--- Task objective ---
Copy out the entries word for word, starting with the line that contains "Target: yellow pickled radish" and continuing through the final line of the entries.
# # # # # # #
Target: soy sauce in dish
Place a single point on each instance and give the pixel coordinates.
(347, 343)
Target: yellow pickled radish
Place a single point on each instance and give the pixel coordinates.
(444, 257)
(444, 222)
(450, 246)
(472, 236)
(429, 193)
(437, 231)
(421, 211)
# # # # # # #
--- Answer below ---
Target: yellow pickled radish
Place a single point on each instance and give the pixel coordinates.
(444, 257)
(444, 222)
(450, 246)
(472, 236)
(429, 193)
(437, 231)
(421, 211)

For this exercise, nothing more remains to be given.